• EXERCISE:
Which lines in the records below contain the string "building", with case counting? Find and copy each of them.

Stored data:
↓↓↓

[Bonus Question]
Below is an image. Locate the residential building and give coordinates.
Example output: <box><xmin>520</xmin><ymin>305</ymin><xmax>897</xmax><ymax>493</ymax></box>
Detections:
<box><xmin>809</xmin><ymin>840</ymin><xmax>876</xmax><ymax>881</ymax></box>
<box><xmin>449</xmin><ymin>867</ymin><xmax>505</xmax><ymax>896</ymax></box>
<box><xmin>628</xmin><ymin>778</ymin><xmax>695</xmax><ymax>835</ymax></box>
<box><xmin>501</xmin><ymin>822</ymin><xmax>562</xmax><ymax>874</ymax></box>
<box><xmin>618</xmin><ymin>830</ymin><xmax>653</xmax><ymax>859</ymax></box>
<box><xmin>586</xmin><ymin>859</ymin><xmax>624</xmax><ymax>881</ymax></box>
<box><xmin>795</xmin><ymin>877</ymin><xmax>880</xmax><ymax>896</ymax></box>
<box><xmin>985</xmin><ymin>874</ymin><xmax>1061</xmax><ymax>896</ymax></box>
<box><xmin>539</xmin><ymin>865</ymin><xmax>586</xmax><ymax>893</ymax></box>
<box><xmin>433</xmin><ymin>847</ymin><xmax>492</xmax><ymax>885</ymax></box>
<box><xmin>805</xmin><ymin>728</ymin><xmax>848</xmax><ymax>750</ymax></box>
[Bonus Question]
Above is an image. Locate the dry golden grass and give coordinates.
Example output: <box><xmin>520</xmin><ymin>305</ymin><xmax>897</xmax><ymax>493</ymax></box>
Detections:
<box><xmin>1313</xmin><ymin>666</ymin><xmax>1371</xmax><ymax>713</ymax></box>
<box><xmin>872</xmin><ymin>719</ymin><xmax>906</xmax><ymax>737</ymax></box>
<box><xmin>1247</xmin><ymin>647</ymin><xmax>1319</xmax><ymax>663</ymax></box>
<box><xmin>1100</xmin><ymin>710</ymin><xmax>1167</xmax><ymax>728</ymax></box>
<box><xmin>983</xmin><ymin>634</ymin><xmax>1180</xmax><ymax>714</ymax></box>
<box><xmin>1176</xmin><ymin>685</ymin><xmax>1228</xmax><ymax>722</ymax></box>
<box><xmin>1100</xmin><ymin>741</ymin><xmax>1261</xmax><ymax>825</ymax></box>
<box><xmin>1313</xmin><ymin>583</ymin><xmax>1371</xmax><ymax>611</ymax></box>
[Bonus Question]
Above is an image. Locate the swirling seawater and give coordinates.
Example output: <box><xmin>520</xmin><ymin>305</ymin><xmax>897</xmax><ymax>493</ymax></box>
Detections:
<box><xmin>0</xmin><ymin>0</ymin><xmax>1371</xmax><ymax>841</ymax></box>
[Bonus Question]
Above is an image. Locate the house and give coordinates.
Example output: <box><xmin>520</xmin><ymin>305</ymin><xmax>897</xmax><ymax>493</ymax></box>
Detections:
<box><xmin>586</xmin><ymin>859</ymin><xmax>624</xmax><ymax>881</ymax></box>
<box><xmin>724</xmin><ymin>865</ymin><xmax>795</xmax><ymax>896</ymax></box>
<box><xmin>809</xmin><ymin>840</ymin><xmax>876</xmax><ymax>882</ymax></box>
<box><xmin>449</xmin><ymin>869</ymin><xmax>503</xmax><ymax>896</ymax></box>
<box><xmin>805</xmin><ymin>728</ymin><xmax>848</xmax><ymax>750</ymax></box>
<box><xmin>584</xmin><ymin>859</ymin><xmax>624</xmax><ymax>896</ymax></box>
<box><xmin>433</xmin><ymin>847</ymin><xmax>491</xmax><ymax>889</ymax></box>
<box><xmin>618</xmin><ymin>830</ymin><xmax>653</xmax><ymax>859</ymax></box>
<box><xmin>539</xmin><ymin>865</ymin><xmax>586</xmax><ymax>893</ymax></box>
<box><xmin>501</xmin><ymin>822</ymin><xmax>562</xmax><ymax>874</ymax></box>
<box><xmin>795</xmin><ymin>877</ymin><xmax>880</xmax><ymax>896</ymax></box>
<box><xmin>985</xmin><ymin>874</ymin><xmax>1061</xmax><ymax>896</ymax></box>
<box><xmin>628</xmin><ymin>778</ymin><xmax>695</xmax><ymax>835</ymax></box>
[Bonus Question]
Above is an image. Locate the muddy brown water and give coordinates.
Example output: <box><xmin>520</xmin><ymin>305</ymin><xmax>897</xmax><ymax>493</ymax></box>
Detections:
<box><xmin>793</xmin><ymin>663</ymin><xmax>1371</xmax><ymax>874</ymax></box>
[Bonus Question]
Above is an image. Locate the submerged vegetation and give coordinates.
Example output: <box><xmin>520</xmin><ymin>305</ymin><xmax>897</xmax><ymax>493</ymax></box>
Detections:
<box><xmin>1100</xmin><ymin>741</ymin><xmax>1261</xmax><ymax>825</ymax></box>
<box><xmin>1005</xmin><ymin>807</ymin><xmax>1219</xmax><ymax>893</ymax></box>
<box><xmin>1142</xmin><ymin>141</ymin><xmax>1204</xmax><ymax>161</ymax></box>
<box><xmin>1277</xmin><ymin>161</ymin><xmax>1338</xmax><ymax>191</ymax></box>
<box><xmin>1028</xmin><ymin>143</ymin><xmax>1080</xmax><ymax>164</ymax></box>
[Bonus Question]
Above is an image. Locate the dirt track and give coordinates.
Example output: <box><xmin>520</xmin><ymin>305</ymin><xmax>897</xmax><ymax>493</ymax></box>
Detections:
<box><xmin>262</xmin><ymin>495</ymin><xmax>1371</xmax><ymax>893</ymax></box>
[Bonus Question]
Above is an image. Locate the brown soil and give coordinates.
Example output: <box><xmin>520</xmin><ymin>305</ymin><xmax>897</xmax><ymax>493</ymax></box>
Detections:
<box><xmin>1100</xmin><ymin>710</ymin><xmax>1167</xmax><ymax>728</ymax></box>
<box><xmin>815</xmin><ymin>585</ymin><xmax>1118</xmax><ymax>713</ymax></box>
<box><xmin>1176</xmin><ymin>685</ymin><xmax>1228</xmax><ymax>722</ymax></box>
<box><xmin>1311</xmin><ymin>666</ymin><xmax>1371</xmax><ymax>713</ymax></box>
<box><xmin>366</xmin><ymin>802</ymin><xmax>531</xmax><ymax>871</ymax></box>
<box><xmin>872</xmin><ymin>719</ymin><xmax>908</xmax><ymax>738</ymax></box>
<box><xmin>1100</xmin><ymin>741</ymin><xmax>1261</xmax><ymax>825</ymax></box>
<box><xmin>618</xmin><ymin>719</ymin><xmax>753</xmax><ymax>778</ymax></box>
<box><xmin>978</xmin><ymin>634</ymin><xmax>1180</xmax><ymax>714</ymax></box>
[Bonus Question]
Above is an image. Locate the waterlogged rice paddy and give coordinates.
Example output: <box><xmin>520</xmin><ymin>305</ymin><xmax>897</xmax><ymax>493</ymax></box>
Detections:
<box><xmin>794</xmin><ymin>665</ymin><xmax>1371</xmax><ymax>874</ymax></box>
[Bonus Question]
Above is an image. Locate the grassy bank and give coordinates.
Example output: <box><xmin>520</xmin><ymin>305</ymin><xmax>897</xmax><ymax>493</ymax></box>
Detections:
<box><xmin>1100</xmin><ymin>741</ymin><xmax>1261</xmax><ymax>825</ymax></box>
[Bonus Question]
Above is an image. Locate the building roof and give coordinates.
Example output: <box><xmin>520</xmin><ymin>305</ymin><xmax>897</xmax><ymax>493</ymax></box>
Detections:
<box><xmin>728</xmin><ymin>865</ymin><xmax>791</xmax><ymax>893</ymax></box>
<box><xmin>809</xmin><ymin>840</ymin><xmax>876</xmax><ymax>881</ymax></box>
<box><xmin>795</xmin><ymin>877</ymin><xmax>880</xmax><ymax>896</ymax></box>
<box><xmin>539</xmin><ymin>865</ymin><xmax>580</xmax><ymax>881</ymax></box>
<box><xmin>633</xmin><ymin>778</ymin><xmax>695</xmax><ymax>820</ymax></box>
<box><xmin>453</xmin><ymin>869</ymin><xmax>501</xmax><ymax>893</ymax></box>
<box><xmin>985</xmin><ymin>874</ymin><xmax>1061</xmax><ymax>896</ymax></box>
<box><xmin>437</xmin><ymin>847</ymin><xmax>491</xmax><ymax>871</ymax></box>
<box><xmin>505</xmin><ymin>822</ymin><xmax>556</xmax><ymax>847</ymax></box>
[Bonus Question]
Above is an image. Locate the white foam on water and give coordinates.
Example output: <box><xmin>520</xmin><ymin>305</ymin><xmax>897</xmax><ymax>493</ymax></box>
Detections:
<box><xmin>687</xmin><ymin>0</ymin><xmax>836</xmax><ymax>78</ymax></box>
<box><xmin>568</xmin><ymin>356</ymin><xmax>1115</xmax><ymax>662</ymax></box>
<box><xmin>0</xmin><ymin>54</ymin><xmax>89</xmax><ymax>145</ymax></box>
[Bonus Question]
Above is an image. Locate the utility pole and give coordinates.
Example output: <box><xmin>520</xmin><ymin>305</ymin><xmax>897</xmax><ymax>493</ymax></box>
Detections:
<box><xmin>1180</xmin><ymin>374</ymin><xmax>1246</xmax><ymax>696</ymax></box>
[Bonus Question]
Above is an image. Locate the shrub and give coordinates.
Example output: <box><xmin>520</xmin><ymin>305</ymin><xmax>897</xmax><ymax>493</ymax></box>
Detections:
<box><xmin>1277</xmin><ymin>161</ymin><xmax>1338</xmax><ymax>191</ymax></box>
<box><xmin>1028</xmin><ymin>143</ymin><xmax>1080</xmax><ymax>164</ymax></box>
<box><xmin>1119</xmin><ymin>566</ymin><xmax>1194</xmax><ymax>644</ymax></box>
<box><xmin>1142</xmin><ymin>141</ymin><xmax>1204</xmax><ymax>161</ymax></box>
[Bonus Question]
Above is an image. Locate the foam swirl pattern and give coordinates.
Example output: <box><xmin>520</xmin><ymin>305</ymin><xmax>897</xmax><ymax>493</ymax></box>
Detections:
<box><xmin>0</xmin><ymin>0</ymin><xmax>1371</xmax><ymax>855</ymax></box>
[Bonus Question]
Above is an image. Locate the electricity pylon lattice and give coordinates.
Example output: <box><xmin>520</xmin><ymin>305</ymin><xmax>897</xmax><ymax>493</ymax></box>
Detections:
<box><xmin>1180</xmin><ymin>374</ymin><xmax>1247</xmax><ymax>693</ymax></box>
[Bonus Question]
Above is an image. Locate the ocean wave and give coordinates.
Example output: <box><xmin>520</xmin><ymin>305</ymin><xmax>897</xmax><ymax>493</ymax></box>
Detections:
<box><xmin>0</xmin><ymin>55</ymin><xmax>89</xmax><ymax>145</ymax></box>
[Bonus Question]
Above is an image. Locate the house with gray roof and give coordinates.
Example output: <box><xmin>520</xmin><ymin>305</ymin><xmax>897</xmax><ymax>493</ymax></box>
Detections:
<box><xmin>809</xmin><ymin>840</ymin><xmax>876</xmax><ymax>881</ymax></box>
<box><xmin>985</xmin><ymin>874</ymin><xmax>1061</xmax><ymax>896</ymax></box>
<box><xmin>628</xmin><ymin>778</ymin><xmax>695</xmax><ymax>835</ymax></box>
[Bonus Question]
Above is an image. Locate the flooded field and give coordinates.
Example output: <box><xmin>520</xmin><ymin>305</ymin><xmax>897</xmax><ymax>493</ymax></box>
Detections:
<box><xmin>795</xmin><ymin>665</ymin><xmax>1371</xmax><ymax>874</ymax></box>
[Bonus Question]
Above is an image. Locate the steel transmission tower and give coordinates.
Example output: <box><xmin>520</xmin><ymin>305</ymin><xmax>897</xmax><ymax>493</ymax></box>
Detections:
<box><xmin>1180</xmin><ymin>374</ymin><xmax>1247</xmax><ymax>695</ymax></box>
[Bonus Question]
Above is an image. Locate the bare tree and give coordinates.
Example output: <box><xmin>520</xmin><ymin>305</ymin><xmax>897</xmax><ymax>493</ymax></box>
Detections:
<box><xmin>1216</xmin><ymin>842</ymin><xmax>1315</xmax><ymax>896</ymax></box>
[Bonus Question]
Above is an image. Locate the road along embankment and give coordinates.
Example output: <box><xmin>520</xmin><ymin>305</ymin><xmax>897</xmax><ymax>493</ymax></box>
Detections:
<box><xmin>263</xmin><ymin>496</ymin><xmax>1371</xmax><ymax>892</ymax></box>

↑↑↑

• WRITTEN ANSWER:
Below is an image. Locate the residential building and give coordinates.
Above is an image. Locate the building roof and give coordinates.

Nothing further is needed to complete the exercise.